**Fragmento del documento:**
Se dice que la buena comida anula el tiempo. Por lo tanto no parece descabellado imaginar un gran banquete literario donde se encuentren reunidos autores de todas las épocas. De manera espontánea, a medida que se vaya sirviendo un menú en doce pasos, los temas de este intercambio imaginario girarán, de forma fragmentaria como en toda conversación, en torno a la comida: a su falta, señalada por el hambre, a las dietas y a los ritos a los que está asociada; se habla de recetas, de cocineros, de bebidas, de los modales en la mesa y de las buenas y malas compañías que un convite puede suponer; más tarde se reflexiona sobre extrañas ingestas y extraños comensales, sobre la abundancia y, para terminar, se departe acerca de las amables o inquietantes conjeturas sobre la comida del futuro. Así también ha sido organizado este libro.

La mesa imaginaria estará cubierta por un largo mantel; ciento doce comensales han sido convocados a su alrededor. Si fuera posible continuar con la imagen, diríamos que por limitaciones del comedor fueron invitados a esta celebración literaria sólo narradores de la tradición occidental, que pese a hablar lenguas distintas son capaces de entenderse gracias a la agradable atmósfera convivial. Como en toda reunión numerosa, algunos invitados esperados se excusaron, otros inesperados se colaron. El éxito de una comida, sin embargo, depende precisamente de esa mezcla de planificación y azar.

Como hay demoras en la cocina y la conversación se ve amenazada por la distracción del hambre, desde la cabecera de la mesa el anfitrión se pone de pie, levanta la copa, la hace tintinear con una cuchara e improvisa un discurso sin esperar a que sus invitados terminen de ubicarse.

Desde el famoso fruto prohibido del Génesis, pasando por el exuberante banquete que narra Petronio en su Satiricón hasta las páginas que necesita Proust para desarrollar una comida en casa de los Guermantes, el tratamiento dado por la cultura a la comida nunca perdió su lugar relevante, por el sencillo hecho de que la cocina y el acto de comer representan uno de los aspectos más evidentemente culturales en el hombre, como lo demostró Claude Lévi-Strauss en los cuatro tomos que articulan sus Mitológicas, recopilación y análisis de mitos americanos en los que uno de los factores recurrentes está constituido por elementos culinarios que se mueven en la tríada de lo crudo, lo cocido y lo podrido. Y si bien una “cocina de los antropólogos” es inevitable, no es menos cierto que la literatura está tan llena de comida como de alusiones a su escasez. James George Frazer tiene mucho para decir al respecto y su palabra está respaldada por su obra magna, La rama dorada, que a su manera establece las bases de la antropología moderna y que a la vez fue enormemente influyente en la literatura.

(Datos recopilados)
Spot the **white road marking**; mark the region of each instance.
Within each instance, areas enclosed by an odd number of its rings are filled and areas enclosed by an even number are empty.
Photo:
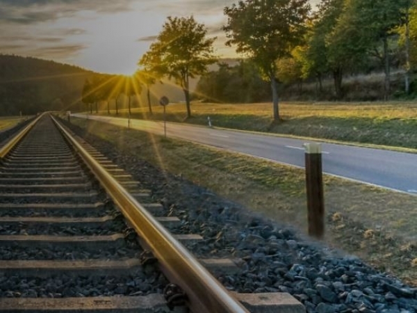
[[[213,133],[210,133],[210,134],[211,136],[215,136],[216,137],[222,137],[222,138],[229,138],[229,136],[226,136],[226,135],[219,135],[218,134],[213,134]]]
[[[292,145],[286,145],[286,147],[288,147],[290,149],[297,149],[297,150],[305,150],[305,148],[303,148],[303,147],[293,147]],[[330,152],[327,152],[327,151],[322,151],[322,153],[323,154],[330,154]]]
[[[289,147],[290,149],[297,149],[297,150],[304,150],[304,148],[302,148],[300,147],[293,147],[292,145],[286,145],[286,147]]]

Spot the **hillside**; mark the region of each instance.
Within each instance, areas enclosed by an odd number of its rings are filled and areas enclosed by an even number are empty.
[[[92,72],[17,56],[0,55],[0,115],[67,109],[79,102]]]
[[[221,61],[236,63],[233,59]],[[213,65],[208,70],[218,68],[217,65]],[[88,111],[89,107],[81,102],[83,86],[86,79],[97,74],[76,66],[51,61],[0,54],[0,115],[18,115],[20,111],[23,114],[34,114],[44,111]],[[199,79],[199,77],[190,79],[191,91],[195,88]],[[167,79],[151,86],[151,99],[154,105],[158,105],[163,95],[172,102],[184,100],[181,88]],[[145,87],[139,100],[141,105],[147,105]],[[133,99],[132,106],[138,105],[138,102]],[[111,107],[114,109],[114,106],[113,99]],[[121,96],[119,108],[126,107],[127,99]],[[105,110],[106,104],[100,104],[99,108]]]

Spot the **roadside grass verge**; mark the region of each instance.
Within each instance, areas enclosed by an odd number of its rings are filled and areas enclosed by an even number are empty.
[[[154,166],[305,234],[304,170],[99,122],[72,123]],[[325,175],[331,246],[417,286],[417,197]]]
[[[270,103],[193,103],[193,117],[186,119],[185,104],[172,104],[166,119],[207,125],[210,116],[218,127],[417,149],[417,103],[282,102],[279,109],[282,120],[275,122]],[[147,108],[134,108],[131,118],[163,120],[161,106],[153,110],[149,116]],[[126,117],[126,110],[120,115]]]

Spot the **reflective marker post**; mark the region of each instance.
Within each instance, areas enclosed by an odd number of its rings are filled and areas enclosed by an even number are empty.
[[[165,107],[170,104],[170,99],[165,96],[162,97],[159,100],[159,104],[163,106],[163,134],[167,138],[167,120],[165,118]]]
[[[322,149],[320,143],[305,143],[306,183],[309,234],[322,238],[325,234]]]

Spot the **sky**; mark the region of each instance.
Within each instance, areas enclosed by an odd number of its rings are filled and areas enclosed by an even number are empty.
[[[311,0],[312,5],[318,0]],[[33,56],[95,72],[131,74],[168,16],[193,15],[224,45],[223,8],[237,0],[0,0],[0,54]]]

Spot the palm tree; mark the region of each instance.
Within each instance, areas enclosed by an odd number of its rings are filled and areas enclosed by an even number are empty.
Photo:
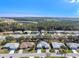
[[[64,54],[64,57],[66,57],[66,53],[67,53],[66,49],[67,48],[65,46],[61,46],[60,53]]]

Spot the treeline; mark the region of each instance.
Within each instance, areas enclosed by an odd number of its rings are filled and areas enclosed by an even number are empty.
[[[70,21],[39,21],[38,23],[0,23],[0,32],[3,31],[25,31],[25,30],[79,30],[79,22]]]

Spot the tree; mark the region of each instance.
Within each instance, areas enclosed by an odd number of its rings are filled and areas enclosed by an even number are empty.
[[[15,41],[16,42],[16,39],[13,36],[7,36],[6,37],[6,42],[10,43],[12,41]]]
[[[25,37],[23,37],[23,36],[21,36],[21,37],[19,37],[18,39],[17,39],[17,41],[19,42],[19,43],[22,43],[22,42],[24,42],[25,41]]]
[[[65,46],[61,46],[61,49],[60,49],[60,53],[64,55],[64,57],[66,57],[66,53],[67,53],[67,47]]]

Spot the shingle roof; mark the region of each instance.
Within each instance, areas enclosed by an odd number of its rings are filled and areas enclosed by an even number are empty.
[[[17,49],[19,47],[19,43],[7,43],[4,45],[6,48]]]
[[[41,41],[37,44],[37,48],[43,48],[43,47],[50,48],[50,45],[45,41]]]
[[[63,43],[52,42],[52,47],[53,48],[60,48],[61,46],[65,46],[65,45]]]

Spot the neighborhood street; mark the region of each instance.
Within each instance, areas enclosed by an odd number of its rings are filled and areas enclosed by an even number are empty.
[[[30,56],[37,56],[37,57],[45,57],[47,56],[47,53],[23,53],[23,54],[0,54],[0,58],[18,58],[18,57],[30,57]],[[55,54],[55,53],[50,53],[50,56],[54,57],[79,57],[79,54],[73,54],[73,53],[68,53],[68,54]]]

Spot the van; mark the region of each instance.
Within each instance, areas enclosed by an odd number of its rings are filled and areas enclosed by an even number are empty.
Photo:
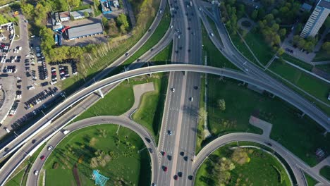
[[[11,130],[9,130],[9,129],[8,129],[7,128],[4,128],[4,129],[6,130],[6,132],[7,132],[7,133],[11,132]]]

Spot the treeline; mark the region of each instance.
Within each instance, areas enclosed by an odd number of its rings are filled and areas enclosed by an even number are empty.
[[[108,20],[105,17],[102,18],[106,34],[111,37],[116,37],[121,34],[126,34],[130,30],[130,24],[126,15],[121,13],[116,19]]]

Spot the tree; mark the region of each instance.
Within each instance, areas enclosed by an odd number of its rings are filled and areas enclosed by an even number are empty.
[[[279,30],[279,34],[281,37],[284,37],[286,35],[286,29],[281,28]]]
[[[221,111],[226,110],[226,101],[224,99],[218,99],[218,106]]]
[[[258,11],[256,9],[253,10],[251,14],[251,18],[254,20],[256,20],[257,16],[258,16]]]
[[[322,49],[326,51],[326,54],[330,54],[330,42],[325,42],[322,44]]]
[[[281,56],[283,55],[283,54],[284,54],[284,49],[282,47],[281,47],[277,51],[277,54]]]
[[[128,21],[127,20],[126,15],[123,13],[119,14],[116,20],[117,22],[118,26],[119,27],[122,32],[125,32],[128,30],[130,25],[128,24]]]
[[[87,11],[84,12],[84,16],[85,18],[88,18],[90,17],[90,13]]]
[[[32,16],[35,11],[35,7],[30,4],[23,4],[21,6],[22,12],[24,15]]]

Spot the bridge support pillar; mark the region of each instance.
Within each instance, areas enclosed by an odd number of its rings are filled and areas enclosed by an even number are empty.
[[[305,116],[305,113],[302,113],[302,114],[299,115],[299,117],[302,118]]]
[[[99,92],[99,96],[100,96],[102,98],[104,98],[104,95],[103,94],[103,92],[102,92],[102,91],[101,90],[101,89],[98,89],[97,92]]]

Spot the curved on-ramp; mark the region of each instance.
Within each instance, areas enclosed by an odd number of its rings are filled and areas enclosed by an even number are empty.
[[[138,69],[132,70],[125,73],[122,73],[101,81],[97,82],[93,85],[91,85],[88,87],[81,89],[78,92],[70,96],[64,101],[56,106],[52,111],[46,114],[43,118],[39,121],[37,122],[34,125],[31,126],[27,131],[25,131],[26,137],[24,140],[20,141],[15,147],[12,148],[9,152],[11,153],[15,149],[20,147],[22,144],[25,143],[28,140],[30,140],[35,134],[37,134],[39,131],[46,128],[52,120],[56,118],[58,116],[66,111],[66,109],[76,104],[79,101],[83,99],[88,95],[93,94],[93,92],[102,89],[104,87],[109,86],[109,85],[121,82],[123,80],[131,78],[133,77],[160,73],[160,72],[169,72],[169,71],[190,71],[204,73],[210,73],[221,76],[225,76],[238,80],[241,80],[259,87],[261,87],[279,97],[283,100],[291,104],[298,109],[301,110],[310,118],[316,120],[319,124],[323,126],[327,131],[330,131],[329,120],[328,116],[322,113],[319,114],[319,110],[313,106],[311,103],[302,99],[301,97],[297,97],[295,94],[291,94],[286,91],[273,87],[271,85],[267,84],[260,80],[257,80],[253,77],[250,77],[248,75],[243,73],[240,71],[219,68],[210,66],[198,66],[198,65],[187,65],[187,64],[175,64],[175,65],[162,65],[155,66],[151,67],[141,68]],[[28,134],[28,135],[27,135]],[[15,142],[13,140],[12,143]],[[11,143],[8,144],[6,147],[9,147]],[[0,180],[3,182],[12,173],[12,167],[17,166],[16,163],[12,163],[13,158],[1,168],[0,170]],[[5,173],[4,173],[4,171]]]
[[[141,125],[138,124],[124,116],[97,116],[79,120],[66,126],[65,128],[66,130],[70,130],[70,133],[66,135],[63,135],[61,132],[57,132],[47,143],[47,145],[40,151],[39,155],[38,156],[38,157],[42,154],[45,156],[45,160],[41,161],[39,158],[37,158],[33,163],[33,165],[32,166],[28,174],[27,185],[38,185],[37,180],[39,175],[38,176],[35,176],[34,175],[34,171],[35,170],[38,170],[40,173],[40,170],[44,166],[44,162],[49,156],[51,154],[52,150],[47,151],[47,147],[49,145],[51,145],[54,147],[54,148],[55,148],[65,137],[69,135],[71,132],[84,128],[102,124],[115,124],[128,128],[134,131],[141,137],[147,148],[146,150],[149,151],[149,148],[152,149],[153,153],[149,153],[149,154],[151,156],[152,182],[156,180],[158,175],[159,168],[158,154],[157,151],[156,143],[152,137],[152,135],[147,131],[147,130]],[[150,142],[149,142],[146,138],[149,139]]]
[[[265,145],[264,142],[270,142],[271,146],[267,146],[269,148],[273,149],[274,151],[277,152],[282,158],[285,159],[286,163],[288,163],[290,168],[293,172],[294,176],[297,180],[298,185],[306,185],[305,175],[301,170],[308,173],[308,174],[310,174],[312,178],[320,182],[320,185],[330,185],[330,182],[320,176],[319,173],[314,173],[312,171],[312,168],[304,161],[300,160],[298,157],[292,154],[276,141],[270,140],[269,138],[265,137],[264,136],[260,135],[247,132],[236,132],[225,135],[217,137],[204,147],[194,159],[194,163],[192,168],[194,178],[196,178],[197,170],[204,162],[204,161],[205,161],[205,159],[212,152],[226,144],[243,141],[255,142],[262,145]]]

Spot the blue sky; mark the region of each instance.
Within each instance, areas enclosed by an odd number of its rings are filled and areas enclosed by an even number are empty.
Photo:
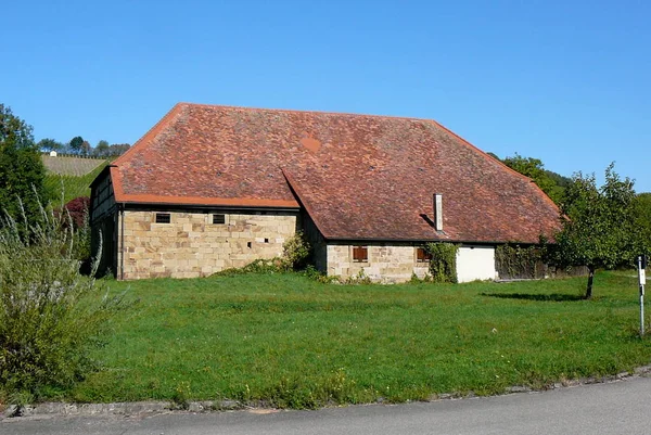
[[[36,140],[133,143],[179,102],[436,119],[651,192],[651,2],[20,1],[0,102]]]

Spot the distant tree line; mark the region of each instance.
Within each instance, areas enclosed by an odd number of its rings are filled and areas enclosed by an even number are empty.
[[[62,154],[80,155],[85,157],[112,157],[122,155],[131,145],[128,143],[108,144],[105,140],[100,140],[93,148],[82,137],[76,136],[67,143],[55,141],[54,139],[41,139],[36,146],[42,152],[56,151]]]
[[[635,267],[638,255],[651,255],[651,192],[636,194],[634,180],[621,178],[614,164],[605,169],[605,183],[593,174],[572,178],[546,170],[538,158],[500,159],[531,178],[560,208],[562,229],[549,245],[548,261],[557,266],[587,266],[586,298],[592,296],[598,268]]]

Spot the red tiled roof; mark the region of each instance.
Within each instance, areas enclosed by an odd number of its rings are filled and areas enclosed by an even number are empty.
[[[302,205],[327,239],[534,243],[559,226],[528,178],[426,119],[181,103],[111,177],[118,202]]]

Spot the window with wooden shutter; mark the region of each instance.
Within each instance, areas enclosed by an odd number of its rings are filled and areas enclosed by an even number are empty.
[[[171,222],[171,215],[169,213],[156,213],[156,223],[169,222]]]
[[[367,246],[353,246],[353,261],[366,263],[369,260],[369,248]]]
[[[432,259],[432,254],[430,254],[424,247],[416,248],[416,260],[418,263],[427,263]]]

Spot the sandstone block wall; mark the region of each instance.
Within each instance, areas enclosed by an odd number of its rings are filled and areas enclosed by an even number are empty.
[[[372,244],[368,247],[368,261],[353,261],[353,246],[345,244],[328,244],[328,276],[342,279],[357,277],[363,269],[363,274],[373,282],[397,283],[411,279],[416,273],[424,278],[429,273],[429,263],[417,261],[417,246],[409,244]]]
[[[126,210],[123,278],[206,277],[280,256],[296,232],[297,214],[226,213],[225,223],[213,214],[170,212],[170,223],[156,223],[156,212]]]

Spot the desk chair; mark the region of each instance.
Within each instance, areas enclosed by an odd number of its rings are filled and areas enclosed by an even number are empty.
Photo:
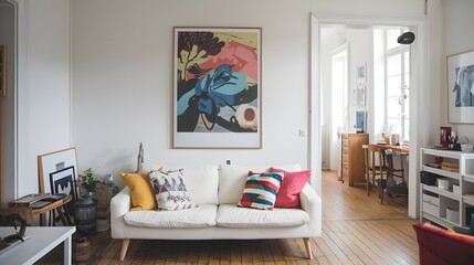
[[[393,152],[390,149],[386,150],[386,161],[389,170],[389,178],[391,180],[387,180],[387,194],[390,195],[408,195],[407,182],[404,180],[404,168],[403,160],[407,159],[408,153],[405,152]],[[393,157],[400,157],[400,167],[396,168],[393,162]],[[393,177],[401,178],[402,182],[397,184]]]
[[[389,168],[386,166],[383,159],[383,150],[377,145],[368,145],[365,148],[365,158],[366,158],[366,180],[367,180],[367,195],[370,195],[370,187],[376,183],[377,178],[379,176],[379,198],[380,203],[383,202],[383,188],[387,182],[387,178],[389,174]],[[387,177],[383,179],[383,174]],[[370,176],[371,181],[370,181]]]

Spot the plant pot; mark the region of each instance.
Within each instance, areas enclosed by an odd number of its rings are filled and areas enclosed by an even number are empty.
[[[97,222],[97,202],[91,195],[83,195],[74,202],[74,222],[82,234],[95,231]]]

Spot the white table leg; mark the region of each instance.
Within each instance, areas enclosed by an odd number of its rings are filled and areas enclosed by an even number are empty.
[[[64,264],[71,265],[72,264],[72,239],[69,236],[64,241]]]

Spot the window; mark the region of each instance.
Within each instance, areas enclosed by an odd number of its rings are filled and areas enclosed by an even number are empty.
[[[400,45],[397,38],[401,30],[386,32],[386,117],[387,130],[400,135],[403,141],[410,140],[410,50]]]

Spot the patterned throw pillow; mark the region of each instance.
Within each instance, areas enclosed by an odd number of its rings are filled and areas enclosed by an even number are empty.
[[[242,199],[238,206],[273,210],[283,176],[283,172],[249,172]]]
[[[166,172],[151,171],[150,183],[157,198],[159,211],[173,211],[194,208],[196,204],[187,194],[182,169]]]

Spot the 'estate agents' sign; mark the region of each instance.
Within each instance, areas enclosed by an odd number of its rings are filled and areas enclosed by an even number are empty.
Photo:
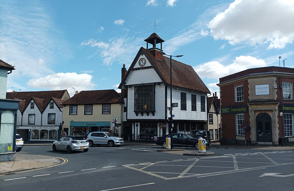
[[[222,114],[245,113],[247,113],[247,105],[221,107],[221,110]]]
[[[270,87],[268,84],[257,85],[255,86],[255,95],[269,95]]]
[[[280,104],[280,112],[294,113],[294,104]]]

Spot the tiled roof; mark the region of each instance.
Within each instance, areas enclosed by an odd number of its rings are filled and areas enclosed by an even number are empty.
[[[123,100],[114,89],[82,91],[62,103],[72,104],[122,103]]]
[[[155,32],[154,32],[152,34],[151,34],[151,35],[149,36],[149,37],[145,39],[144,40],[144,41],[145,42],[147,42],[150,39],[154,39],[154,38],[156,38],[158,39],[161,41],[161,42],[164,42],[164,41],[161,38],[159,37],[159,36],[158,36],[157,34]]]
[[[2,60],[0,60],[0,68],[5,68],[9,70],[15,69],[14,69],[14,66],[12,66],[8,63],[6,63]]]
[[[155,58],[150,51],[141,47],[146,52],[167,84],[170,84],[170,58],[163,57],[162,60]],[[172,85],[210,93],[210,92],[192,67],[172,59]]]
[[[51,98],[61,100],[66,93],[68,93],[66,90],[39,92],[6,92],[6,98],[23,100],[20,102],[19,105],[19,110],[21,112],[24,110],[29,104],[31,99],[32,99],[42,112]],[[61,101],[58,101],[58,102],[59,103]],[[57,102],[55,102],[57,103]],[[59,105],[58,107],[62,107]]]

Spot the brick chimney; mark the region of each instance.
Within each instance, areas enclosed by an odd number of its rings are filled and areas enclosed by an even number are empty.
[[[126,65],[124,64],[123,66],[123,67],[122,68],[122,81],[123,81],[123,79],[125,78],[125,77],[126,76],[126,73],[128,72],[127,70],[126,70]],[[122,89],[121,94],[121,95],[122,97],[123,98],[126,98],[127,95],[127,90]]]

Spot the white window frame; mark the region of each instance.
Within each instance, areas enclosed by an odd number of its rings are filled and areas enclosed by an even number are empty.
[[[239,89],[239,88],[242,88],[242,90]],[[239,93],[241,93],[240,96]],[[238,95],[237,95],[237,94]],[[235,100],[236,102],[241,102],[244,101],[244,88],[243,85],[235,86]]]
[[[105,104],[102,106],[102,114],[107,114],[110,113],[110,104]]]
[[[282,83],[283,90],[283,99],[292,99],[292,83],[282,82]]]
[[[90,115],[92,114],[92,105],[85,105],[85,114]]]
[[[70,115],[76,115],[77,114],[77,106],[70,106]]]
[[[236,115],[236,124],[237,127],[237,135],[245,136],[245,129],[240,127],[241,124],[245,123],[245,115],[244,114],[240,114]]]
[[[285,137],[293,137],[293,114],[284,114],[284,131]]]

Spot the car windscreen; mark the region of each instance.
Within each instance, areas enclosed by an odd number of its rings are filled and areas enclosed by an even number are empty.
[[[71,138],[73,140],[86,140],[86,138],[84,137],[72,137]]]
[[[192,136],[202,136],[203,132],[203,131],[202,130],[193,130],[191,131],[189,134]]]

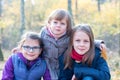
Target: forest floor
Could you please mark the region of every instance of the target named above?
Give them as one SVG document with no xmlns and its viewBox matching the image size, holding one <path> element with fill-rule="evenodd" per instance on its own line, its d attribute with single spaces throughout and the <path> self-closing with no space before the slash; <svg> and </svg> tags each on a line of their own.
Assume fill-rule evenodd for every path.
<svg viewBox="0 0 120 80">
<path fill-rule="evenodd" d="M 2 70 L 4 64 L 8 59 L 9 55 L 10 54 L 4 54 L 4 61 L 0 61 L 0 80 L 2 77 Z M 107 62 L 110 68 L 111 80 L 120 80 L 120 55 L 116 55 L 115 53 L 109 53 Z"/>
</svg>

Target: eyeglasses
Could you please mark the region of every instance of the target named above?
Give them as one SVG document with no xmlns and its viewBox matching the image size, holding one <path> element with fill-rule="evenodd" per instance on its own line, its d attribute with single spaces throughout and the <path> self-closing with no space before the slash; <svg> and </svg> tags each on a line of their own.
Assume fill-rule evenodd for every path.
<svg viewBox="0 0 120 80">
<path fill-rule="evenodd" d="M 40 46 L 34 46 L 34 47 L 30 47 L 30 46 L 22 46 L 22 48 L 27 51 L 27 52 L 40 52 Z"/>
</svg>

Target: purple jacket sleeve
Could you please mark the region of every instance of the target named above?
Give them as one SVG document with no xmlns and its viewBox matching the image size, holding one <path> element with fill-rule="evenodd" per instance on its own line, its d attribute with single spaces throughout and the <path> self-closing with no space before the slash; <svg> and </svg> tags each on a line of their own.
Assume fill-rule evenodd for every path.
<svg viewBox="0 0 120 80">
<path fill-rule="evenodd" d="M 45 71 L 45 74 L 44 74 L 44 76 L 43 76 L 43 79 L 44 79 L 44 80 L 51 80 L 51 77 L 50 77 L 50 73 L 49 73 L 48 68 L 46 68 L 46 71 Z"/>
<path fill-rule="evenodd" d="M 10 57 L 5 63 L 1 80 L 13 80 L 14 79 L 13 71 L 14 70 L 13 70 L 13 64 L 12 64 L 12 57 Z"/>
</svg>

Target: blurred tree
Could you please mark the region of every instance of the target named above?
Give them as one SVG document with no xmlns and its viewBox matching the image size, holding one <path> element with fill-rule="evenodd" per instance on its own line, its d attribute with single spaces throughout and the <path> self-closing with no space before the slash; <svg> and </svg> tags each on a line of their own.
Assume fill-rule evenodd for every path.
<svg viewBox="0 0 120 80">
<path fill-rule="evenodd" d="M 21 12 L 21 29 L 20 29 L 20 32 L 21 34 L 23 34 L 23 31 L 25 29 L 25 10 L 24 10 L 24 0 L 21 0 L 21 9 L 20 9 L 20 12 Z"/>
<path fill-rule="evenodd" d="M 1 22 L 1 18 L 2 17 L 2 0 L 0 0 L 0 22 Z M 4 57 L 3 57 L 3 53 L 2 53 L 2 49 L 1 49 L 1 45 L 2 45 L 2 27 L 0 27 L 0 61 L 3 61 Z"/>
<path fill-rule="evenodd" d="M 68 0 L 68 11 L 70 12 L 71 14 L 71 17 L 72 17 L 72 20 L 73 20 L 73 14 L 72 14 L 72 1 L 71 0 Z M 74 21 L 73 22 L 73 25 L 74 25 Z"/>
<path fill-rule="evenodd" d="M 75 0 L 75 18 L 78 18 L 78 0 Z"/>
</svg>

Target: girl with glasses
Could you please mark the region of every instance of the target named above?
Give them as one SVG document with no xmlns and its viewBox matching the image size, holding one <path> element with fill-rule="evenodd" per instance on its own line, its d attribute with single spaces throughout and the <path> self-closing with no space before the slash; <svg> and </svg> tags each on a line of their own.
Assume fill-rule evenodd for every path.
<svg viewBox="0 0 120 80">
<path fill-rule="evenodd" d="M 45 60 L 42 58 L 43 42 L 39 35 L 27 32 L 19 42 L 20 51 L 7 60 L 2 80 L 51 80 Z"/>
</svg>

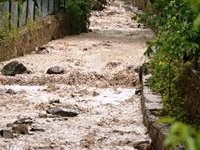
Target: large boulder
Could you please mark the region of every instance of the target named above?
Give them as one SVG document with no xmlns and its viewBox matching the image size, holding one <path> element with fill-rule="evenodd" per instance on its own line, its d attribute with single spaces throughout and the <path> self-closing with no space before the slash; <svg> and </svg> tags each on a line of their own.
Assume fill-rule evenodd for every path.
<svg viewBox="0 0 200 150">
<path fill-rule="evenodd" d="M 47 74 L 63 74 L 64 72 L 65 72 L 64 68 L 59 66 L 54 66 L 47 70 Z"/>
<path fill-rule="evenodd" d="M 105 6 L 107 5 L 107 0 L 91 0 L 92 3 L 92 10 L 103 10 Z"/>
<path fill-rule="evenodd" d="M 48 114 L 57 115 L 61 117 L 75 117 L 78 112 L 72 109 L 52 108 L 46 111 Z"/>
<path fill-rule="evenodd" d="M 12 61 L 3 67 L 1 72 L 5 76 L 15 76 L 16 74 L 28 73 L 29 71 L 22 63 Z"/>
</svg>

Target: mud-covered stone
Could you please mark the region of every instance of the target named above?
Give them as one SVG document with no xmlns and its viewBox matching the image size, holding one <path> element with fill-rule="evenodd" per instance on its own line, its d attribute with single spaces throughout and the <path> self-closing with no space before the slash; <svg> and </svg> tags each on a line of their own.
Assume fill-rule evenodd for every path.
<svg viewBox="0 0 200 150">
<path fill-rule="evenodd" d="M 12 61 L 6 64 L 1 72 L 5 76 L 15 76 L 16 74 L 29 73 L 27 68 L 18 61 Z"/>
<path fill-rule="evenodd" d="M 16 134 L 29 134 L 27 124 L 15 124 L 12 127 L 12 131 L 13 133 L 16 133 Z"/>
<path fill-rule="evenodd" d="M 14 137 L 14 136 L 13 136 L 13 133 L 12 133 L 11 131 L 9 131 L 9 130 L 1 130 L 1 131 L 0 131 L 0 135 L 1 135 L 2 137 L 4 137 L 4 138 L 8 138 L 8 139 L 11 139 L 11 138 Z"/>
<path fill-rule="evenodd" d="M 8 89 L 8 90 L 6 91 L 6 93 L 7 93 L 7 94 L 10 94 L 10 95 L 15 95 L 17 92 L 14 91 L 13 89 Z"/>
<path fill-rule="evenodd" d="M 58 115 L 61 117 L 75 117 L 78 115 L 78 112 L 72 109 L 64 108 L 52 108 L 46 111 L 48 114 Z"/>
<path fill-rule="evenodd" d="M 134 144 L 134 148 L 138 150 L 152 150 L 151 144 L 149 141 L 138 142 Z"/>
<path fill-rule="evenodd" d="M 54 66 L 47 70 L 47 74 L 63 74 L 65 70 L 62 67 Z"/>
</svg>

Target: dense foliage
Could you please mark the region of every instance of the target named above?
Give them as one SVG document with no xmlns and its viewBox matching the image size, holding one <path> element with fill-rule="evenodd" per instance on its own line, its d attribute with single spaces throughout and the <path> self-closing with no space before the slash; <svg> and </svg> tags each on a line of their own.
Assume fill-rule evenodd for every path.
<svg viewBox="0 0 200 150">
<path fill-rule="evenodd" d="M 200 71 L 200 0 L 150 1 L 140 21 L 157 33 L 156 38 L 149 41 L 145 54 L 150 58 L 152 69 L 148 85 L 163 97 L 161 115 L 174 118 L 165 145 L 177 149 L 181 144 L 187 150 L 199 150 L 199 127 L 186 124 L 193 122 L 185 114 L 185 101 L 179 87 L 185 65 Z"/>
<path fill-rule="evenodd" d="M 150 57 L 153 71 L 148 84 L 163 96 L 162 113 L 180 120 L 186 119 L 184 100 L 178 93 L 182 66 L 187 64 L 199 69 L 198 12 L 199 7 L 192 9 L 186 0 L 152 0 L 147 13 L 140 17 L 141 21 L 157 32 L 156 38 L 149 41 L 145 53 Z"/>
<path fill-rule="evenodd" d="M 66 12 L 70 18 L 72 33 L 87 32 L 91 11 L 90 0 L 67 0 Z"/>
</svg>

**Consigna 1:**
Responde según el fragmento:
(a) ¿En cuántos pasos se sirve el menú del banquete imaginario?
(b) ¿Con qué hace tintinear la copa el anfitrión?
(c) ¿Cuántos tomos articulan las Mitológicas de Claude Lévi-Strauss?
**Consigna 2:** Devuelve, por favor, la parte del fragmento que empieza con las palabras que contienen "Como hay demoras" y termina con "terminen de ubicarse.".

**Espacio de respuesta 1:**
(a) En doce pasos.
(b) Con una cuchara.
(c) Cuatro tomos.

**Espacio de respuesta 2:**
Como hay demoras en la cocina y la conversación se ve amenazada por la distracción del hambre, desde la cabecera de la mesa el anfitrión se pone de pie, levanta la copa, la hace tintinear con una cuchara e improvisa un discurso sin esperar a que sus invitados terminen de ubicarse.